TASK STATEMENT:
Lay out everything in the listing below, from the line containing "of the clear" down to the line containing "pixel 493 315", as a JSON list of strings with one string per line. Include both of those lines and leave out any blank lines.

-----

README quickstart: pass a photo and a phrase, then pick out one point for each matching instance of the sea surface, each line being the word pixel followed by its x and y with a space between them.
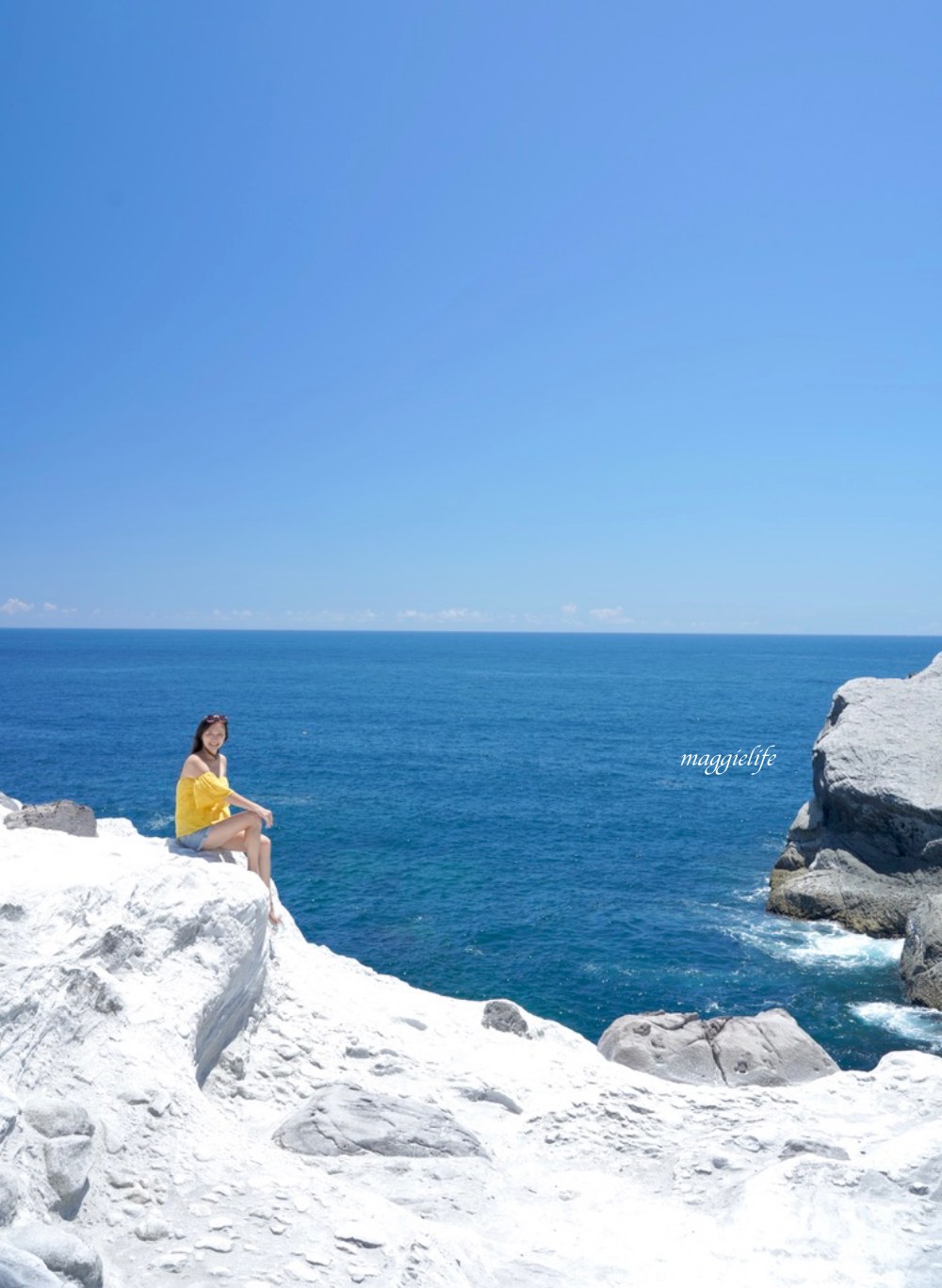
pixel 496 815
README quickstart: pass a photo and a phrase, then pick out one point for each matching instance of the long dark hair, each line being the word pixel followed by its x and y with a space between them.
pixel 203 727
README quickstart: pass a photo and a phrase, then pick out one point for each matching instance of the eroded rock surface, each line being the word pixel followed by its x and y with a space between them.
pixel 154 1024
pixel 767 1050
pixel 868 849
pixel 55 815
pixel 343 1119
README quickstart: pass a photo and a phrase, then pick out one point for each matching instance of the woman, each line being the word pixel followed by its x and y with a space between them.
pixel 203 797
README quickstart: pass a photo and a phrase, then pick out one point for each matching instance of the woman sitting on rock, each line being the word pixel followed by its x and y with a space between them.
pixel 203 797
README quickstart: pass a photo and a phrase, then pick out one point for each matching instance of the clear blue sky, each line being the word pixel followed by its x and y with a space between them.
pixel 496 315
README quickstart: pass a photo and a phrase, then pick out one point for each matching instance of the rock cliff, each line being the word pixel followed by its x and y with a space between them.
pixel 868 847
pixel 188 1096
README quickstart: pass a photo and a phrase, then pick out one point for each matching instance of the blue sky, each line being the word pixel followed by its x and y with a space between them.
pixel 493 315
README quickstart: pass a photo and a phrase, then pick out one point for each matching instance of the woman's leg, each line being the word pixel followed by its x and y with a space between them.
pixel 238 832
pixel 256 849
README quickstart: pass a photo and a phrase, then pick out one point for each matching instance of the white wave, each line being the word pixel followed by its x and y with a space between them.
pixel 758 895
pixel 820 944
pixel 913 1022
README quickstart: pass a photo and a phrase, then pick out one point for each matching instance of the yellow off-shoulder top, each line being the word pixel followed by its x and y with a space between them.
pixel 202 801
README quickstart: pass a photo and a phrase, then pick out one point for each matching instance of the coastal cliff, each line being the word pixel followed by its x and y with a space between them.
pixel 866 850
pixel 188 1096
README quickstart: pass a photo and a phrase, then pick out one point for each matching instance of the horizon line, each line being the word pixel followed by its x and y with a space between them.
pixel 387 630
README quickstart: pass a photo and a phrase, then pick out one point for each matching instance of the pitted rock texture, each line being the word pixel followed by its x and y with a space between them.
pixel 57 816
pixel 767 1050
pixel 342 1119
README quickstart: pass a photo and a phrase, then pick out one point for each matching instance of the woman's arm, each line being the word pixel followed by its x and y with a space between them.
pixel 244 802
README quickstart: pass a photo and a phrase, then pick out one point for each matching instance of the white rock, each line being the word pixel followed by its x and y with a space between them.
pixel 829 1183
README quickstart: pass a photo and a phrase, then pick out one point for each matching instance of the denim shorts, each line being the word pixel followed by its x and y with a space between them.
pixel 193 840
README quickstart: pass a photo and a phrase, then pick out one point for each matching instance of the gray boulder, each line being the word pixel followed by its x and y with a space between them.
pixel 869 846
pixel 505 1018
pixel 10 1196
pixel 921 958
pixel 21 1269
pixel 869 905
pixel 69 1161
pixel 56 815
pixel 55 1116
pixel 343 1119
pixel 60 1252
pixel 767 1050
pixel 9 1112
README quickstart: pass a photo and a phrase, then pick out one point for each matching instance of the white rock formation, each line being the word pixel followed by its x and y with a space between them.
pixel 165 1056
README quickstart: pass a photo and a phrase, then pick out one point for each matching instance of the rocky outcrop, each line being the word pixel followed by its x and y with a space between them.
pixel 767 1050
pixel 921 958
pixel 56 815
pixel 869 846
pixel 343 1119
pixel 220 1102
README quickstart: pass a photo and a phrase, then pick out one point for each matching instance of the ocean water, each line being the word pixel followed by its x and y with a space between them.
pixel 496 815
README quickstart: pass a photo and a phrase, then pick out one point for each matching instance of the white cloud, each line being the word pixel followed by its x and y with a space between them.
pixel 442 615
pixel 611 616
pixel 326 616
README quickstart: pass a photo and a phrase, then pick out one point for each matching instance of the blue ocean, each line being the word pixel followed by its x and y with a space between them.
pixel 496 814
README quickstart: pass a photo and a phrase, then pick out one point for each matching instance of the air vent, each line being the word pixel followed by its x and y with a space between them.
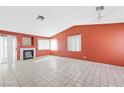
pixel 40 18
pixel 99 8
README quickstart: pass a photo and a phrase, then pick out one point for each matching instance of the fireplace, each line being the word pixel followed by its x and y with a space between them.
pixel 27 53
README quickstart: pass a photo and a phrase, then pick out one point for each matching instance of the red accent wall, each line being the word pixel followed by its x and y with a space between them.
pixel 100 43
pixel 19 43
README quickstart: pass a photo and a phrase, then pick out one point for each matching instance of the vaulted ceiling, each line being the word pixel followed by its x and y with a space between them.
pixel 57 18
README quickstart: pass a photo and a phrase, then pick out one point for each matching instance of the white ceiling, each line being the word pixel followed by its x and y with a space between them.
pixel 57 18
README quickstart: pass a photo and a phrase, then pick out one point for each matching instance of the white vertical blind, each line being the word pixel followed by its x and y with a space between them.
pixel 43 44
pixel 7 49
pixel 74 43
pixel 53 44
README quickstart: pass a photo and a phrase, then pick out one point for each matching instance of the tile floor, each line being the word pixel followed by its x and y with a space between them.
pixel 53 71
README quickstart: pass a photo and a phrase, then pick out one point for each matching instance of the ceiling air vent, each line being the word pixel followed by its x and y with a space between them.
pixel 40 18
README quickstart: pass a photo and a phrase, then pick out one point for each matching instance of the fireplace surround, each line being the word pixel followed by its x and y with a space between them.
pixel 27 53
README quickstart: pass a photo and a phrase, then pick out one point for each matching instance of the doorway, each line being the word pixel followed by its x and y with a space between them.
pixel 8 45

-----

ANSWER TO THE PROBLEM:
[
  "README quickstart: pass a photo and a phrase, then pick out one point for each matching instance of the clear blue sky, each line being the word pixel followed by its x and y with a space between them.",
  "pixel 496 315",
  "README quickstart: pass a photo and a phrase, then pick out one point for each matching instance of the rock cliff, each line being the word pixel followed by its x and y with a space between them.",
  "pixel 868 847",
  "pixel 188 1096",
  "README quickstart: pass a photo and a phrase, then pick out one point for each matching instance of the blue sky, each line being the word pixel followed by its x and y with a space between them.",
  "pixel 493 315"
]